● WHAT YOU WILL DO
Please show each line of the material below that contains the string "strip". Case counts.

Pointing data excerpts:
--------------------

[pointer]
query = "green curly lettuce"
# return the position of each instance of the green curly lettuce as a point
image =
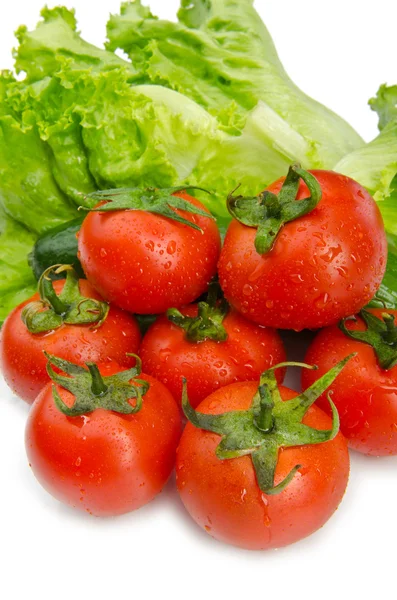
(221, 55)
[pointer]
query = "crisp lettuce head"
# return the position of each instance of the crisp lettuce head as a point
(16, 278)
(221, 55)
(375, 164)
(203, 101)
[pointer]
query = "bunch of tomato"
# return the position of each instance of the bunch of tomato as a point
(258, 465)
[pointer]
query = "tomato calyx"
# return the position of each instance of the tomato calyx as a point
(208, 325)
(268, 425)
(152, 200)
(69, 307)
(269, 212)
(92, 391)
(381, 334)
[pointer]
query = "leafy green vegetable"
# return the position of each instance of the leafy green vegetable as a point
(16, 278)
(221, 55)
(375, 166)
(385, 104)
(28, 191)
(204, 101)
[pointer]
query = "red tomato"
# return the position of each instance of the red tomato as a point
(146, 263)
(21, 353)
(364, 393)
(104, 463)
(323, 266)
(224, 498)
(248, 351)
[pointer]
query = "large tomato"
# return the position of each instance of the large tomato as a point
(224, 497)
(23, 363)
(321, 267)
(104, 462)
(146, 262)
(247, 351)
(365, 393)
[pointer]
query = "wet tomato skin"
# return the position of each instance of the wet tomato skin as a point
(223, 496)
(324, 266)
(22, 360)
(364, 394)
(104, 463)
(209, 365)
(146, 263)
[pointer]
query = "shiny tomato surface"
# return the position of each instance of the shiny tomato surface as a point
(104, 463)
(224, 498)
(248, 351)
(146, 263)
(323, 266)
(364, 394)
(22, 359)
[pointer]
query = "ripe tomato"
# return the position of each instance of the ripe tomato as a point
(224, 498)
(21, 353)
(365, 394)
(322, 267)
(104, 462)
(208, 365)
(146, 263)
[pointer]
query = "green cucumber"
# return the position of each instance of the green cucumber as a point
(57, 247)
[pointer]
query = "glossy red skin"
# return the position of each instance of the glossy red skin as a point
(224, 498)
(364, 394)
(207, 366)
(324, 266)
(22, 359)
(104, 463)
(146, 263)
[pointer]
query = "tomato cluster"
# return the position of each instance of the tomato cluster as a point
(258, 465)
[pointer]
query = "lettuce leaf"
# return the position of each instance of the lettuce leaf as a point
(375, 164)
(375, 167)
(221, 55)
(16, 278)
(55, 43)
(28, 192)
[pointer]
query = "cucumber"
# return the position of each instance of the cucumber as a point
(58, 246)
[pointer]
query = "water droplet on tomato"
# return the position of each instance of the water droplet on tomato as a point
(171, 248)
(296, 278)
(322, 301)
(164, 354)
(331, 253)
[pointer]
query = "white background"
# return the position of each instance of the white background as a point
(339, 52)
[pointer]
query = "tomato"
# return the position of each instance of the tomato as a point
(249, 349)
(22, 360)
(322, 267)
(104, 462)
(365, 394)
(146, 263)
(224, 498)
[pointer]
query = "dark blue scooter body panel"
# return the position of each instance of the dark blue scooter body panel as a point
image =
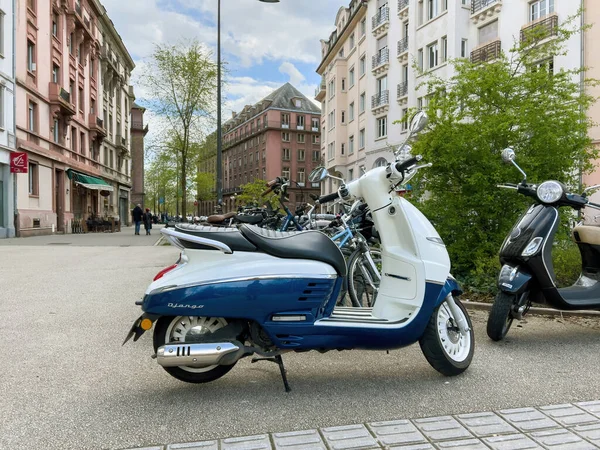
(259, 300)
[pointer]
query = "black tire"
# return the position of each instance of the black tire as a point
(500, 318)
(181, 373)
(358, 288)
(432, 344)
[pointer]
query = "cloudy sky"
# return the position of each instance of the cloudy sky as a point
(264, 44)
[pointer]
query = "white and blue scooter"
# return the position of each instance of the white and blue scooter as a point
(251, 291)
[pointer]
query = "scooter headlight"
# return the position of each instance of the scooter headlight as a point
(550, 191)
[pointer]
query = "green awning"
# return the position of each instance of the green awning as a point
(88, 181)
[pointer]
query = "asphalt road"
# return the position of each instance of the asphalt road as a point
(68, 383)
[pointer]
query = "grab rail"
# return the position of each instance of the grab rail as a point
(174, 236)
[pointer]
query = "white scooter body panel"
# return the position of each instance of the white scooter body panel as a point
(208, 266)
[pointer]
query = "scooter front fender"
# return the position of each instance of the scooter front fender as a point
(513, 279)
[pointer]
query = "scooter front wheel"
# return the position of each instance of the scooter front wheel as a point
(448, 350)
(500, 318)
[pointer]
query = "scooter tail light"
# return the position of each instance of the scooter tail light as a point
(162, 273)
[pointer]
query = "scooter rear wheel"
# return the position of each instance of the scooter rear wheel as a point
(444, 346)
(500, 318)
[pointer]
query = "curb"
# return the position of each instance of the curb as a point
(478, 306)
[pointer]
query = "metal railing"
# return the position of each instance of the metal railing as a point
(381, 99)
(547, 26)
(381, 17)
(478, 5)
(487, 53)
(382, 57)
(403, 89)
(402, 45)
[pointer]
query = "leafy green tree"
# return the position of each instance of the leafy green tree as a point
(513, 101)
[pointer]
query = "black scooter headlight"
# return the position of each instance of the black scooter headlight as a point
(550, 191)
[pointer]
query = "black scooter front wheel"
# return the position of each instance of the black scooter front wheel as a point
(501, 318)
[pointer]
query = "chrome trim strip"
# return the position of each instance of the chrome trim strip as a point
(196, 240)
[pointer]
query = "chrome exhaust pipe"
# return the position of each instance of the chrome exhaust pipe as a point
(199, 355)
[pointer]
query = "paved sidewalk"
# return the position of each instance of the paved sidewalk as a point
(565, 427)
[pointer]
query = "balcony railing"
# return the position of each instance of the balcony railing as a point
(488, 52)
(403, 89)
(478, 5)
(381, 99)
(381, 58)
(402, 45)
(547, 26)
(381, 17)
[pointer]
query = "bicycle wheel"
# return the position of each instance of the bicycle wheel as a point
(363, 278)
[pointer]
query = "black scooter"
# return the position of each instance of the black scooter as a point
(527, 273)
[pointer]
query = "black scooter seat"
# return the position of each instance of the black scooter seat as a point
(312, 245)
(227, 235)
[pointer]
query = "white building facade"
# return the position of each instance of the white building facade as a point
(7, 118)
(428, 33)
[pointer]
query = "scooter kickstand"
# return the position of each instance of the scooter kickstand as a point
(279, 361)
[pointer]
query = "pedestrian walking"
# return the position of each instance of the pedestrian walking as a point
(148, 221)
(137, 215)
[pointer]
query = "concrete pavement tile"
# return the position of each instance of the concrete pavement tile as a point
(561, 440)
(260, 442)
(527, 419)
(568, 415)
(206, 445)
(396, 432)
(441, 428)
(298, 440)
(464, 444)
(349, 437)
(591, 407)
(485, 424)
(589, 432)
(511, 442)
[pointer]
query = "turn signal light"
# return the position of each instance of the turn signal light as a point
(163, 272)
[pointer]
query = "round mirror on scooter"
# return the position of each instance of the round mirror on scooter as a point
(418, 122)
(318, 175)
(508, 155)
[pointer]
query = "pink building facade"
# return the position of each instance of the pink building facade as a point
(278, 136)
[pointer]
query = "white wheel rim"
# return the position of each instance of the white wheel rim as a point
(456, 345)
(183, 327)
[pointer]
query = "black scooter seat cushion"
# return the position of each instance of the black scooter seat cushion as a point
(312, 245)
(227, 235)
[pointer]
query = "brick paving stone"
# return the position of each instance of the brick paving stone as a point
(259, 442)
(485, 424)
(561, 439)
(465, 444)
(298, 440)
(396, 432)
(527, 419)
(441, 428)
(569, 415)
(591, 407)
(511, 442)
(349, 437)
(589, 432)
(206, 445)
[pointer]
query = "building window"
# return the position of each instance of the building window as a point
(32, 117)
(33, 179)
(30, 56)
(432, 55)
(540, 8)
(382, 127)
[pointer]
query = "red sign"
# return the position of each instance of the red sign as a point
(19, 163)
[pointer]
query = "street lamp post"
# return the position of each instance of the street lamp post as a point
(219, 138)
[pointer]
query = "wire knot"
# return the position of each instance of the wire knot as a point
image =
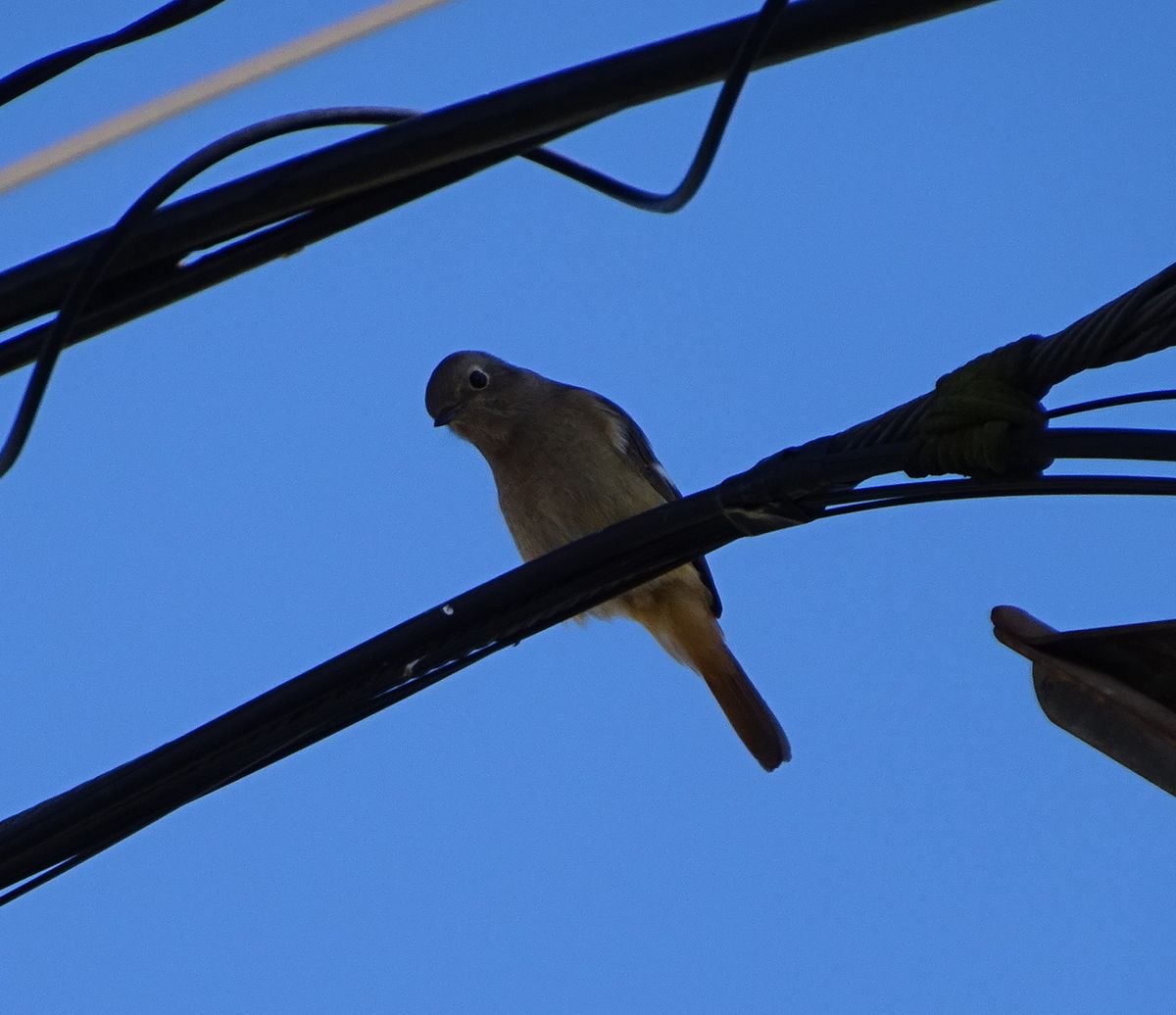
(976, 415)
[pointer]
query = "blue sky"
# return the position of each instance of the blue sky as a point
(229, 491)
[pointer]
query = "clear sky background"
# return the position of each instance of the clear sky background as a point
(227, 492)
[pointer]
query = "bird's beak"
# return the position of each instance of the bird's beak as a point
(445, 416)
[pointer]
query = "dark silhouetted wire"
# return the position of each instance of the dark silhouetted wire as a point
(46, 69)
(782, 491)
(362, 171)
(1136, 399)
(105, 254)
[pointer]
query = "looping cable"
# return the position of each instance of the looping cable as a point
(975, 415)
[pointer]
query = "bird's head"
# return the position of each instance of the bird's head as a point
(479, 397)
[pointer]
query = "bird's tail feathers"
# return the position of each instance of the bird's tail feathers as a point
(694, 638)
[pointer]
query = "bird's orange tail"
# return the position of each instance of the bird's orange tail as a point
(688, 632)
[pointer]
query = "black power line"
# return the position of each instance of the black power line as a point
(46, 69)
(344, 183)
(117, 238)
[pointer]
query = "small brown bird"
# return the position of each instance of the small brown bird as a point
(568, 462)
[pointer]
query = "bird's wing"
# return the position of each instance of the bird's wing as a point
(635, 446)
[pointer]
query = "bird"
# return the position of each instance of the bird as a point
(568, 462)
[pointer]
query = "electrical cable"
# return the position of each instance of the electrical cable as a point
(34, 74)
(115, 239)
(215, 86)
(1136, 399)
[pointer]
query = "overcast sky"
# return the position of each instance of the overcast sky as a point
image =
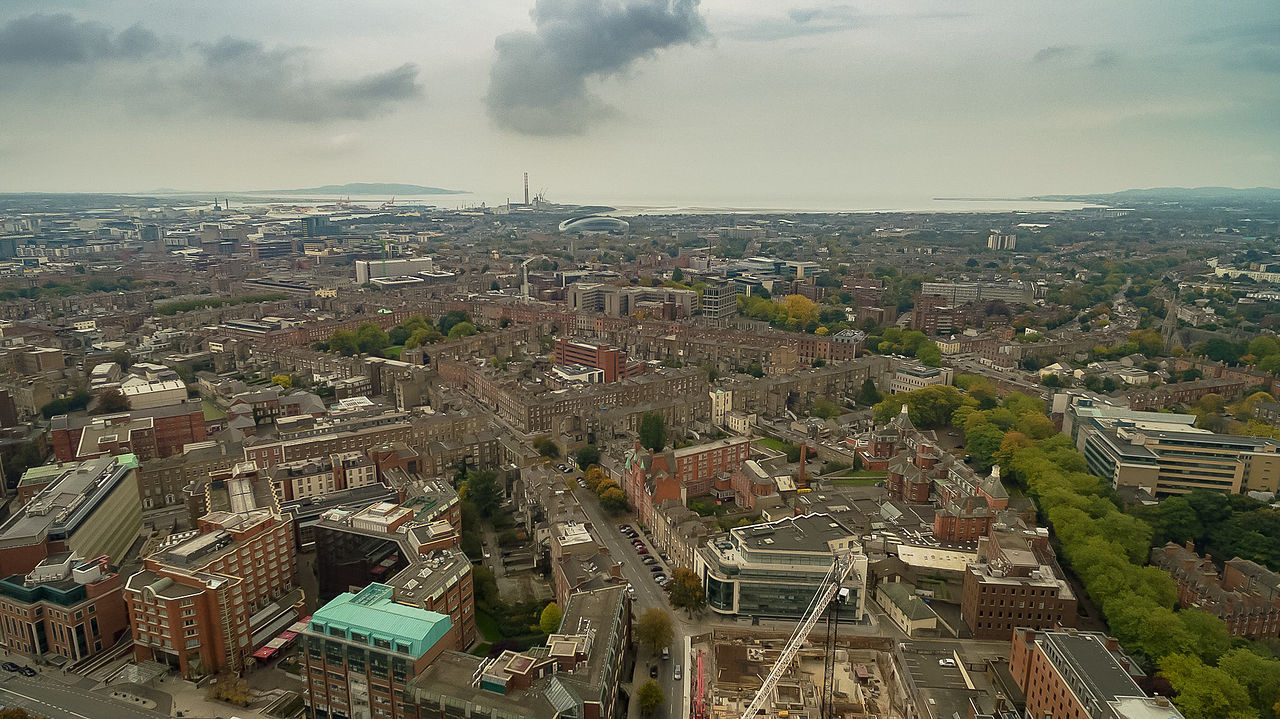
(749, 101)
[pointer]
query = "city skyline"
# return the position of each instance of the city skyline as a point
(858, 102)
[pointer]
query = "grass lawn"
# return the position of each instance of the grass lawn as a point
(858, 482)
(488, 626)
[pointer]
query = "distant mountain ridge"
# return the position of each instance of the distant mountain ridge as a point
(362, 188)
(1176, 195)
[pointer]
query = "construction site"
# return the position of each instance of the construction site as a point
(732, 667)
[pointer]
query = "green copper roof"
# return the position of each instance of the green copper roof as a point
(371, 614)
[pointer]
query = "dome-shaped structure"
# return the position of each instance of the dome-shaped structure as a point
(594, 224)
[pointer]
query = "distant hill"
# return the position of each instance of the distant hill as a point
(1157, 195)
(362, 188)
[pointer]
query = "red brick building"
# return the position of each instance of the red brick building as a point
(649, 479)
(609, 360)
(1014, 584)
(155, 433)
(1069, 674)
(205, 599)
(1246, 595)
(65, 607)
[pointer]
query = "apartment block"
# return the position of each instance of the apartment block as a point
(364, 647)
(775, 568)
(1015, 584)
(205, 600)
(159, 431)
(65, 607)
(649, 479)
(1069, 674)
(90, 508)
(406, 546)
(1246, 595)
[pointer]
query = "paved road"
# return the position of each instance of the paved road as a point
(648, 595)
(55, 700)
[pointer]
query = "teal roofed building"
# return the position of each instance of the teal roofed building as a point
(376, 645)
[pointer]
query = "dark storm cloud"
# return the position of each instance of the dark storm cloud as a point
(538, 82)
(62, 40)
(246, 78)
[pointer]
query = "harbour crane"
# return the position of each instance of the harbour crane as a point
(831, 594)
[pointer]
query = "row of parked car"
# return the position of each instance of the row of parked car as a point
(18, 668)
(649, 560)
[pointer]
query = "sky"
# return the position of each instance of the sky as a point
(736, 101)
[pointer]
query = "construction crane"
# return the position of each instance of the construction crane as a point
(828, 596)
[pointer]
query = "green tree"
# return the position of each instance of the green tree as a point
(588, 456)
(983, 443)
(653, 630)
(1205, 692)
(826, 408)
(1260, 676)
(371, 339)
(653, 431)
(462, 329)
(868, 394)
(544, 445)
(343, 342)
(551, 618)
(613, 500)
(650, 696)
(481, 489)
(686, 591)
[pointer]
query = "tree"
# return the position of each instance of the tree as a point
(343, 342)
(483, 491)
(868, 394)
(686, 591)
(1205, 692)
(650, 696)
(653, 630)
(462, 329)
(653, 431)
(544, 445)
(112, 401)
(826, 408)
(1260, 676)
(549, 619)
(613, 500)
(371, 339)
(588, 456)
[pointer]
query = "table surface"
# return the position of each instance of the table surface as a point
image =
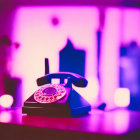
(117, 122)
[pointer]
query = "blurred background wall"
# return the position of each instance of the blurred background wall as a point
(100, 28)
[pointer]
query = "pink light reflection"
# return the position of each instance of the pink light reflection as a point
(39, 38)
(5, 116)
(110, 55)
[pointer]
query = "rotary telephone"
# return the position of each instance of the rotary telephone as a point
(58, 100)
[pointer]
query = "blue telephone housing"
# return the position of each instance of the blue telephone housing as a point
(72, 104)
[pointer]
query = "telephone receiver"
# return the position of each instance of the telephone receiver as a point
(57, 100)
(72, 78)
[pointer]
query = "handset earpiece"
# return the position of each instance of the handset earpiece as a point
(76, 79)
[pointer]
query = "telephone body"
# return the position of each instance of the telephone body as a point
(59, 100)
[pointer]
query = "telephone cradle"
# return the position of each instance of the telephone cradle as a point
(58, 100)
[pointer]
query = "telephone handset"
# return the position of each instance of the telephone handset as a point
(57, 99)
(50, 93)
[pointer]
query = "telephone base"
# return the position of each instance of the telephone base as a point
(72, 105)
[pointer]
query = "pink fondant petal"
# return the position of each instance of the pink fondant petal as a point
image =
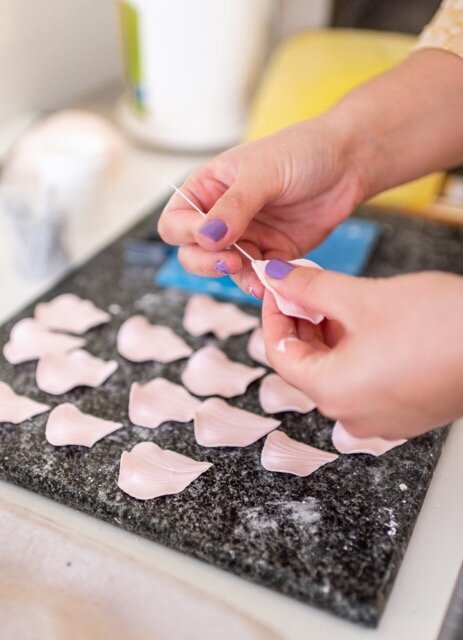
(15, 408)
(159, 401)
(347, 443)
(256, 347)
(285, 455)
(275, 395)
(203, 314)
(68, 312)
(147, 471)
(30, 341)
(287, 307)
(61, 372)
(218, 424)
(68, 425)
(210, 373)
(138, 340)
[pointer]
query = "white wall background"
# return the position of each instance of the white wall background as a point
(54, 50)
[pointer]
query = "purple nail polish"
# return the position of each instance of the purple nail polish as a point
(221, 268)
(278, 269)
(214, 230)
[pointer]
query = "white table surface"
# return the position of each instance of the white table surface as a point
(429, 570)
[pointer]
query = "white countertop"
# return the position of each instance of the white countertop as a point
(431, 563)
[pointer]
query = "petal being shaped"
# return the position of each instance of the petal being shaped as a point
(68, 312)
(203, 314)
(218, 424)
(345, 442)
(159, 401)
(138, 340)
(61, 372)
(15, 408)
(287, 307)
(256, 347)
(285, 455)
(147, 471)
(210, 373)
(68, 425)
(275, 395)
(30, 341)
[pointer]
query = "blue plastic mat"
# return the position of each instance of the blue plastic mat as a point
(347, 249)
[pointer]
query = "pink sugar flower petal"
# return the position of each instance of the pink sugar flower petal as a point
(70, 313)
(30, 341)
(15, 408)
(159, 401)
(347, 443)
(218, 424)
(67, 425)
(285, 455)
(138, 340)
(147, 471)
(210, 373)
(61, 372)
(203, 314)
(287, 307)
(275, 395)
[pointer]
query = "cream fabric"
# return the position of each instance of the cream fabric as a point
(445, 31)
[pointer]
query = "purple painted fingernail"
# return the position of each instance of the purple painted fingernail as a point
(278, 269)
(221, 268)
(214, 230)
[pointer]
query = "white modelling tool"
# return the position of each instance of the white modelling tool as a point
(196, 208)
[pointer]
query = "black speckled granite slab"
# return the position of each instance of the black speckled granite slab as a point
(334, 539)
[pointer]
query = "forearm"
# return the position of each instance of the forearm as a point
(405, 123)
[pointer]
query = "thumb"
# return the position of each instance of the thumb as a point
(328, 292)
(233, 211)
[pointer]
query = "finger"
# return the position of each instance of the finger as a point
(297, 361)
(233, 211)
(247, 280)
(197, 260)
(179, 226)
(179, 220)
(328, 292)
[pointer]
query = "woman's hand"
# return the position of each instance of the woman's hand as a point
(279, 197)
(388, 358)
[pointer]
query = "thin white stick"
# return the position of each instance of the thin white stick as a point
(196, 208)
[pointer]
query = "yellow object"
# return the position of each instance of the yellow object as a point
(311, 71)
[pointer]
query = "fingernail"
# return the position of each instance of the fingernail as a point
(214, 230)
(221, 267)
(278, 269)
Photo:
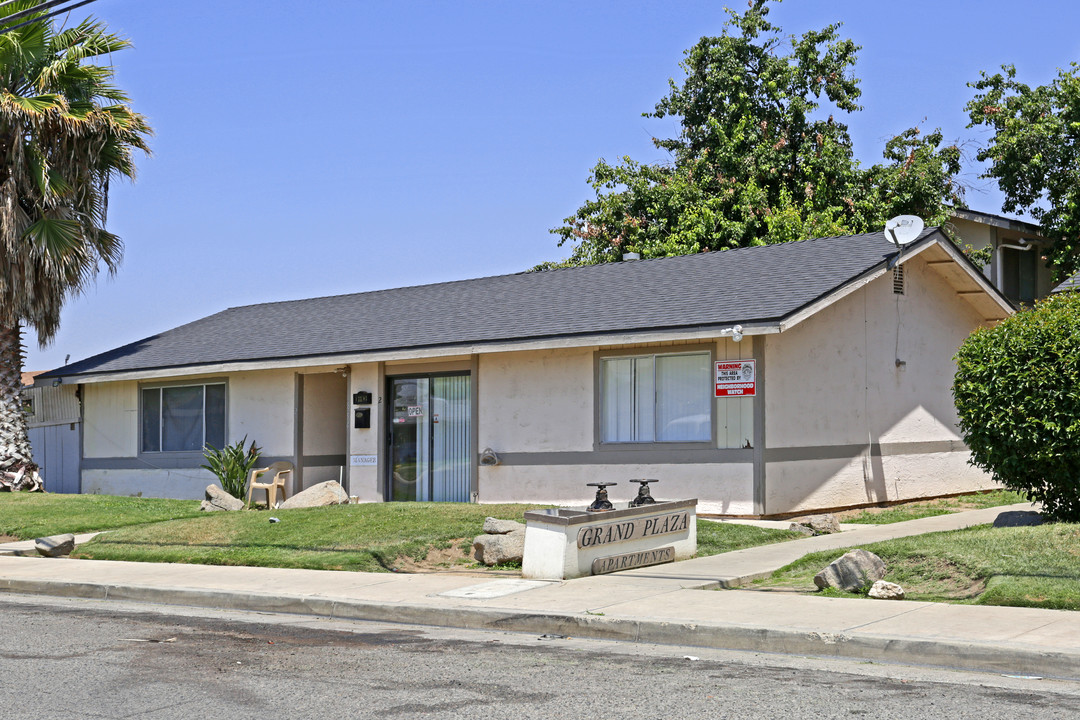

--------------------

● THE SOLUTION
query = "chrome trim strip"
# return the position of each instance of the chrome trim strip as a point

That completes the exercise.